List every individual person or legendary figure named in the passage on Aboriginal warfare below.

» PAGE EXTRACT:
◆ ◆ ◆ ◆ ◆

A nineteenth-century German artist depicted a
ganygarr
in the same way he might have drawn a skirmish between volunteer
jaeger
companies on his local heath.
17
But casualties were few. The aim was to minimise death while asserting bravery and settling disputes, maybe also to prevent war evolving too far beyond a branch of ritual. Among the Yolngu, at least, a man who sparked too much fighting might be judged a menace to his own people and killed. But for all its choreography and restraint,
ganygarr
was war as it was fought before notions of standing and fighting to the death, of bitter defeat and triumphant victory. It drew in many men and some women too – which seems a lame statement until we reflect that only one in ten white Australians put on uniform during World War II. Aboriginal Australia wasn't military in the modern sense, but it was periodically martial. Only its ignorance of writing has denied us sagas of home-grown Hectors and Hercules.

Waging
ganygarr
against British colonists from 1788 to the 1920s was more spectacular but less effective, and so less common than the smaller raids and ambushes described by John Connor in
Zombie Myths of Australian Military History
and elsewhere.
18
But, as Connor reminds us, the raids and ambushes also had a warlike character. After eight years of accommodation with the white advance, the Wiradjuri around Bathurst resisted the tide
for a year or more in a conflict that surely edged aside most peaceful pursuits. Over just two days in May 1824 they attacked three stations, and they spent much of September fleeing from an official expedition of 40 soldiers and other unofficial avengers. The Wiradjuri may have lost dozens of dead by the end of the year, along with their way of life. The only sustained military attack on white Australia – the Japanese air raids on Darwin twelve decades later – killed 300 people, but it had nothing like these consequences for its survivors.

◆ ◆ ◆ ◆ ◆

» DATA EXCERPTS:

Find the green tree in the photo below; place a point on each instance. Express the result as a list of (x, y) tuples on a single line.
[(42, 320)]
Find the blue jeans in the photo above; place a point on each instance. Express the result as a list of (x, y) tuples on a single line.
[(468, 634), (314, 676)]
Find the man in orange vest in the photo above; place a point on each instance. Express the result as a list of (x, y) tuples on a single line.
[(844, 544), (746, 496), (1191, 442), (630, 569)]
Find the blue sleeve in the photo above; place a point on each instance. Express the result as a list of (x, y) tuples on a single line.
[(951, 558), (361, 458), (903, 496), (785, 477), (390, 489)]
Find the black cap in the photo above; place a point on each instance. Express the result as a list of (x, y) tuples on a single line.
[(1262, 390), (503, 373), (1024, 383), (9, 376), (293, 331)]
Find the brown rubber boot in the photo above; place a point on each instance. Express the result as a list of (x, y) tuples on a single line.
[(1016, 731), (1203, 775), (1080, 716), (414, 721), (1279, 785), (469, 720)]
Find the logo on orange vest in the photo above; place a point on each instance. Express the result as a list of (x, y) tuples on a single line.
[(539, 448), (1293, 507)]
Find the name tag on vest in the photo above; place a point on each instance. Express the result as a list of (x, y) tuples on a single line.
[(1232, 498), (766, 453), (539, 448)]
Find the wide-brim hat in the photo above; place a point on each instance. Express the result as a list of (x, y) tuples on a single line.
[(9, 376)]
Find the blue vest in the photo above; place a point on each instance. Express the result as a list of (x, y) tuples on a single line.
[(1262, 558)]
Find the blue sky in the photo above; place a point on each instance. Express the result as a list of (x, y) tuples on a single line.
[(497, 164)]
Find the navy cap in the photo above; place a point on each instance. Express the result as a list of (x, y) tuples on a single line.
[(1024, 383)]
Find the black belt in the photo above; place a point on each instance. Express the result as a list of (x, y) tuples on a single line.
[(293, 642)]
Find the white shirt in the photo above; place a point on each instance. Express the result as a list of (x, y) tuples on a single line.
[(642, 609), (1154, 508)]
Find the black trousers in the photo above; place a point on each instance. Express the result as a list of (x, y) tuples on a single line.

◆ ◆ ◆ ◆ ◆

» CORRECT ANSWER: John Connor, Hector, Hercules